#### [WRITTEN PROBLEM]
Reproduce the lines of the data below that run from the line containing "badge reading phil" through the end of the data, inclusive, and only those lines, with the requests included. Scale every coordinate in the answers by 0.8 and round to whole numbers, rounding halves up; leave the requests and their sample points unchanged.

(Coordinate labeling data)
******

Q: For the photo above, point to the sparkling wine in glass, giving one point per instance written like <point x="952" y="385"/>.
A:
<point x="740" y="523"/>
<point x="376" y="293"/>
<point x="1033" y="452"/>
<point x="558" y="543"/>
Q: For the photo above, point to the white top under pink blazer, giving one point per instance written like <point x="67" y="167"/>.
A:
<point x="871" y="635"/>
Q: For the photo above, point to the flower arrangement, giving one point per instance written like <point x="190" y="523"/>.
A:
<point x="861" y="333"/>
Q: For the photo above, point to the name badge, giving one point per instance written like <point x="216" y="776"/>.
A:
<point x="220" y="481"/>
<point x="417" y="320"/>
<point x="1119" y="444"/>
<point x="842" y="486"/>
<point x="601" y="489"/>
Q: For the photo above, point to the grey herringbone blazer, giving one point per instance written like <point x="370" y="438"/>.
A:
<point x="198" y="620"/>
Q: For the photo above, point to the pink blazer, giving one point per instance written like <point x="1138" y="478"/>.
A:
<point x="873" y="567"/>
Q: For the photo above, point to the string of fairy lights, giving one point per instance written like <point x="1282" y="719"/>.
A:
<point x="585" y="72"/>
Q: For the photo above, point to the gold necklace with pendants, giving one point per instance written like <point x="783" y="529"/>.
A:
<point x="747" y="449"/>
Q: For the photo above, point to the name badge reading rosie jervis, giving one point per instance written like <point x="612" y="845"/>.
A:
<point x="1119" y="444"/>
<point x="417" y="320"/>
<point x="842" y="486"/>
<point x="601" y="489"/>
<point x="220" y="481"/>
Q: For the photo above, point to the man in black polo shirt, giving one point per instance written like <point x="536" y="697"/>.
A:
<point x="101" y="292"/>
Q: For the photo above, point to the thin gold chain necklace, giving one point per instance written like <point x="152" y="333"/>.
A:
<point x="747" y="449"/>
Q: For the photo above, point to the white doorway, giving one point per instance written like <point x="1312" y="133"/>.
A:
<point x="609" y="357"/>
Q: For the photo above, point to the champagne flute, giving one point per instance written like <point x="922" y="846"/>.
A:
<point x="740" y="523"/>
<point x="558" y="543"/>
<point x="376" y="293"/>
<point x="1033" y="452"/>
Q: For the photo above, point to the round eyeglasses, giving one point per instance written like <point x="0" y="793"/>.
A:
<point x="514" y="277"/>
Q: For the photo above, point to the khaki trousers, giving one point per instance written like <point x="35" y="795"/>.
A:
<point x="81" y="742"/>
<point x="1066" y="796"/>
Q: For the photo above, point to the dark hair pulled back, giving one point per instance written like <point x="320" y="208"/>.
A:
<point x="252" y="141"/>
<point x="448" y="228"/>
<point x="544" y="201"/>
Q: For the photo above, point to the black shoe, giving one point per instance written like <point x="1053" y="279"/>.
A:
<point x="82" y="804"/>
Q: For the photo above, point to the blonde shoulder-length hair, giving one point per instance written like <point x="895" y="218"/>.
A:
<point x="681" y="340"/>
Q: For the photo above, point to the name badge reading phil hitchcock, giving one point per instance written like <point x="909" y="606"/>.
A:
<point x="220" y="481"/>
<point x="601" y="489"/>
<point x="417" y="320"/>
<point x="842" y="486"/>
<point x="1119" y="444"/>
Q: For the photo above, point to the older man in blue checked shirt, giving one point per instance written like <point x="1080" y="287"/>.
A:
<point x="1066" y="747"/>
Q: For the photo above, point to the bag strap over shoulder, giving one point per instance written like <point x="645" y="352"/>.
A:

******

#### [WRITTEN ANSWER]
Q: For the photo above, point to the name badge reading phil hitchcock, giving one point per instance written like <point x="909" y="606"/>.
A:
<point x="176" y="385"/>
<point x="481" y="391"/>
<point x="334" y="256"/>
<point x="674" y="389"/>
<point x="895" y="355"/>
Q: For the photo above, point to the older man in blue checked shirt, giving one point per instance written like <point x="1080" y="287"/>.
A:
<point x="853" y="598"/>
Q: For the photo above, point to the bag strap over shoulder, giving one point per instance written like <point x="645" y="352"/>.
A:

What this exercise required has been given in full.